WHAT IS ASKED - Write out the lines word for word, starting at the line containing "what: yellow helmet" and ending at the line containing "(241, 277), (326, 374)". Copy only that range.

DATA FOR THIS EXERCISE -

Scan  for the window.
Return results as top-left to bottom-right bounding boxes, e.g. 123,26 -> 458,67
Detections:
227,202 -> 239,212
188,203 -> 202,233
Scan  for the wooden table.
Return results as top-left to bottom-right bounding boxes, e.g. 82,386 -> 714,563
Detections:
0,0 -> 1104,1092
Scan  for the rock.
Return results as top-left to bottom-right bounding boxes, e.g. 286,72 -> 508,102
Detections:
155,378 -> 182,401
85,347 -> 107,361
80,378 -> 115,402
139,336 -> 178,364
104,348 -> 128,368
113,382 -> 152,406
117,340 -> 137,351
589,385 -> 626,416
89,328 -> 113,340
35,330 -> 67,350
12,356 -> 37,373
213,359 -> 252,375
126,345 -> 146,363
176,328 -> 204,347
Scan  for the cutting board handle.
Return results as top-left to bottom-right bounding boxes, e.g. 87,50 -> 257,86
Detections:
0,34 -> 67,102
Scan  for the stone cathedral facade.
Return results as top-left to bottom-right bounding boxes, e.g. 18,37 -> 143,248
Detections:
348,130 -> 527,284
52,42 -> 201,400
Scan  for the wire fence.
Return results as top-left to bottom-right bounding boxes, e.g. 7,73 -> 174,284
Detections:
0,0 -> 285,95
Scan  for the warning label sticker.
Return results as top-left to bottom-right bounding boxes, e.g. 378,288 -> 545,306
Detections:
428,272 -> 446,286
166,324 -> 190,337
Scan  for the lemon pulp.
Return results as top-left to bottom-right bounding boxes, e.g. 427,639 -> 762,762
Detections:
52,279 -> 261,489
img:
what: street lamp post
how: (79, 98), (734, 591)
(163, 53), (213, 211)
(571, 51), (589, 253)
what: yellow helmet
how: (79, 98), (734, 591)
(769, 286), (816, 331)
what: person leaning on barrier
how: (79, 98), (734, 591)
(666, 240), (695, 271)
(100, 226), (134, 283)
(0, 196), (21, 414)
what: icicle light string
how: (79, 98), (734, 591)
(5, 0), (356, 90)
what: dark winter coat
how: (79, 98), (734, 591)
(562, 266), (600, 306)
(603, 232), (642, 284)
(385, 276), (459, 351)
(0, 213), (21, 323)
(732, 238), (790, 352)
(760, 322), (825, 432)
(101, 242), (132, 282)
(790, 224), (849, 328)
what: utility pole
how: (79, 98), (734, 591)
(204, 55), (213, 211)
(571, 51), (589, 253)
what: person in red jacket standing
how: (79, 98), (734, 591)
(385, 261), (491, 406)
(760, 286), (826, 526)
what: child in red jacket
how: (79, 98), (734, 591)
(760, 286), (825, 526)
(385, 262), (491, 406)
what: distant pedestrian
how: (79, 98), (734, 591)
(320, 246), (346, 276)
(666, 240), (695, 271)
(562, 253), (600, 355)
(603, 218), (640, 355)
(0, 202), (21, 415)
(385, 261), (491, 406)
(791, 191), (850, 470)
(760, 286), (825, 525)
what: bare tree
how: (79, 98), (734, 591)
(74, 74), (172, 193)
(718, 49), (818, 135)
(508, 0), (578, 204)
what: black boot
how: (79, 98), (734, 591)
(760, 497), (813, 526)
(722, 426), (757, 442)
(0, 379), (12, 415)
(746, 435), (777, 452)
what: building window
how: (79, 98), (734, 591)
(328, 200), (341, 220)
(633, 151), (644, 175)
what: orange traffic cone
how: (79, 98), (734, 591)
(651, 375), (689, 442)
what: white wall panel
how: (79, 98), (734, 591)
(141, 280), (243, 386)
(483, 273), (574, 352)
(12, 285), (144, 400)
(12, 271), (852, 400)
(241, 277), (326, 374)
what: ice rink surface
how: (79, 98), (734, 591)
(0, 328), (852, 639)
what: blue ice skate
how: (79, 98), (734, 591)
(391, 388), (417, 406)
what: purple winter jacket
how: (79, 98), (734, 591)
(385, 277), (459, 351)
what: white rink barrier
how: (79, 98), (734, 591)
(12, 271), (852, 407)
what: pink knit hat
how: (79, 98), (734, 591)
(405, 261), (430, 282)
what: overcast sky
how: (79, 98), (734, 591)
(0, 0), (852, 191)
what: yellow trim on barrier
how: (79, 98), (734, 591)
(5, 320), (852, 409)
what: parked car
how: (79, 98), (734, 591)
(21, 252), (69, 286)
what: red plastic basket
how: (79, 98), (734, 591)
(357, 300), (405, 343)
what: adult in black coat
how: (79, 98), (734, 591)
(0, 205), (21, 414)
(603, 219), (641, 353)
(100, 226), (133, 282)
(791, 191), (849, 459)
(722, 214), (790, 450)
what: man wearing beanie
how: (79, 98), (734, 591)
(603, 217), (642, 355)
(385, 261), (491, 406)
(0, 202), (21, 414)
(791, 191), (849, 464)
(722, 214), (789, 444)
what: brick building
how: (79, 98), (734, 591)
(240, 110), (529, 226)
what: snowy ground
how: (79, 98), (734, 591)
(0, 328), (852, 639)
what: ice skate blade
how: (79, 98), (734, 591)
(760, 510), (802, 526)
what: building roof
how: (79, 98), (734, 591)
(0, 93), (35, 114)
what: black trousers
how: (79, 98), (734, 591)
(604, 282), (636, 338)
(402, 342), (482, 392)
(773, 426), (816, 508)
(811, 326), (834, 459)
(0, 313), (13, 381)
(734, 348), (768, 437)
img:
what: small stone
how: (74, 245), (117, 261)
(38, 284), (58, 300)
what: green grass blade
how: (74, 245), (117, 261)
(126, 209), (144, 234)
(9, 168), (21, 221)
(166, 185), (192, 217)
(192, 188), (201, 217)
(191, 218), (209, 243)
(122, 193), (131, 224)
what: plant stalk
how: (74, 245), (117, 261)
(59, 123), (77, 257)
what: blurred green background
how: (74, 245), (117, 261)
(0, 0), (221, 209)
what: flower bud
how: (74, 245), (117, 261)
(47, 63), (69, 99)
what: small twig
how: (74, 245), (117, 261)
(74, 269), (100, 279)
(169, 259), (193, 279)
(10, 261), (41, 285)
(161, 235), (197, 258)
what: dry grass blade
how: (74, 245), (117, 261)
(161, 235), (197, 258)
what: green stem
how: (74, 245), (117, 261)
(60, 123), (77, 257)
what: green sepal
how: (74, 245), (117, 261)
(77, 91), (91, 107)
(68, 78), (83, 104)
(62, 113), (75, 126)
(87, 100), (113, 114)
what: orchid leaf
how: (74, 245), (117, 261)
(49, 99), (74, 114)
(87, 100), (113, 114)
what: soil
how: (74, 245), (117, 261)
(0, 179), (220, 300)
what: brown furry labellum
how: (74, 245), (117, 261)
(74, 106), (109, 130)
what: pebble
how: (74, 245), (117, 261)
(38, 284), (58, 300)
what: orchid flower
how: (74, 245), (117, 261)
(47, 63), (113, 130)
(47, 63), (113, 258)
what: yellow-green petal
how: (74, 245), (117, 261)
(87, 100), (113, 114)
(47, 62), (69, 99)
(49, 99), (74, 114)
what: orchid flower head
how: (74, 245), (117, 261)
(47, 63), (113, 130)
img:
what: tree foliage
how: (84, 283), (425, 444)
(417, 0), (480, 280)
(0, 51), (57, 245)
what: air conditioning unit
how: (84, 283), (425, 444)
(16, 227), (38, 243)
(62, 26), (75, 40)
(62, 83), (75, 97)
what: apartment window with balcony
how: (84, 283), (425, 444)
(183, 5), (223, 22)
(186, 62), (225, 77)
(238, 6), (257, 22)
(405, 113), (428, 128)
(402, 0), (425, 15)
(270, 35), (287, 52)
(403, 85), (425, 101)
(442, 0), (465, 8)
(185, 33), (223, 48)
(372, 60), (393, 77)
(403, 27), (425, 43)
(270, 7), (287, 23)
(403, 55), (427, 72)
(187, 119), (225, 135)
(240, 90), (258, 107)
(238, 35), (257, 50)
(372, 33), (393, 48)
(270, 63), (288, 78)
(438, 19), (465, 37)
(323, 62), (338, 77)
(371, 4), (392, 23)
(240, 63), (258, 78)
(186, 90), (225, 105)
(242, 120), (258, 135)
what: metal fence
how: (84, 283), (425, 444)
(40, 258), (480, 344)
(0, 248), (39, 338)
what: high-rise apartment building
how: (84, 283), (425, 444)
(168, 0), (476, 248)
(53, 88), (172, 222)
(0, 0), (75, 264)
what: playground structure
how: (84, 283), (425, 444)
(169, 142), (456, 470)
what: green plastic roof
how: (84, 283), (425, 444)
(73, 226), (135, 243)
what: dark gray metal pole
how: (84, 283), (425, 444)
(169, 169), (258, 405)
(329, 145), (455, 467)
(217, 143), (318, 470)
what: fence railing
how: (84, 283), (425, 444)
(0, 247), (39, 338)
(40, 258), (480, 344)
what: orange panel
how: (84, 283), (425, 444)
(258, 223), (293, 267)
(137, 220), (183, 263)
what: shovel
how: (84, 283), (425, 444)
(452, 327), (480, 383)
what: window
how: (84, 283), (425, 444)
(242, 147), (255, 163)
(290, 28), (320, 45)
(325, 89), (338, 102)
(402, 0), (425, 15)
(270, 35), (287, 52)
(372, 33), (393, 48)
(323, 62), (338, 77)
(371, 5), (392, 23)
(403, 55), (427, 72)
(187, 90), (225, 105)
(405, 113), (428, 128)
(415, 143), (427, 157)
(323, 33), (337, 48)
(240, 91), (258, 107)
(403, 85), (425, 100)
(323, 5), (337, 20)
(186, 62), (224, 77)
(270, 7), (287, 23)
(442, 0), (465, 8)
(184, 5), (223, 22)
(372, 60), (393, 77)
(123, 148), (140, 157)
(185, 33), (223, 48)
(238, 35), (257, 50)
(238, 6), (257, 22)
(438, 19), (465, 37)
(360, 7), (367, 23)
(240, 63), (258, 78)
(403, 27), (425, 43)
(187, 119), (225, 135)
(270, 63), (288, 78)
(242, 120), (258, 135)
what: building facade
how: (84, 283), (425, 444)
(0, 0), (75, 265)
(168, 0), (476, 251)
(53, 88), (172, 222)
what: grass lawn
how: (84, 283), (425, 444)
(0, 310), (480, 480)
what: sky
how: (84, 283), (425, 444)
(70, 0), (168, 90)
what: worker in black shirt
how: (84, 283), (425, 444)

CORRECT OUTPUT -
what: yellow helmet
how: (79, 98), (734, 591)
(769, 286), (816, 331)
what: person leaning on barrier
how: (79, 98), (734, 591)
(666, 240), (695, 271)
(100, 226), (134, 283)
(0, 196), (21, 414)
what: icicle light string
how: (79, 98), (734, 591)
(5, 0), (356, 90)
what: dark winter coat
how: (79, 98), (734, 591)
(562, 266), (600, 306)
(603, 232), (642, 284)
(385, 276), (459, 351)
(0, 213), (21, 323)
(732, 238), (790, 352)
(760, 322), (825, 432)
(101, 242), (132, 282)
(790, 224), (849, 328)
what: utility pole
how: (79, 98), (734, 591)
(204, 55), (213, 211)
(571, 51), (589, 253)
what: person in red jacket standing
how: (79, 98), (734, 591)
(385, 261), (491, 406)
(760, 286), (826, 526)
what: child in red jacket
how: (79, 98), (734, 591)
(760, 286), (825, 526)
(385, 262), (491, 406)
what: distant pedestrian
how: (79, 98), (734, 591)
(320, 246), (346, 276)
(666, 240), (695, 271)
(562, 253), (600, 355)
(603, 218), (640, 355)
(0, 202), (21, 415)
(385, 261), (491, 406)
(791, 191), (850, 470)
(760, 286), (825, 525)
what: bare tree
how: (79, 98), (734, 591)
(74, 74), (172, 193)
(718, 49), (818, 135)
(508, 0), (578, 204)
what: black boot
how: (79, 98), (734, 591)
(760, 497), (813, 526)
(722, 426), (757, 442)
(0, 379), (12, 415)
(746, 435), (777, 452)
what: building window
how: (79, 98), (734, 591)
(328, 200), (341, 220)
(633, 151), (644, 175)
what: orange traffic cone
how: (79, 98), (734, 591)
(651, 375), (689, 442)
what: white wall panel
how: (79, 98), (734, 591)
(141, 280), (243, 386)
(483, 273), (574, 352)
(12, 285), (144, 400)
(12, 271), (852, 400)
(241, 277), (326, 374)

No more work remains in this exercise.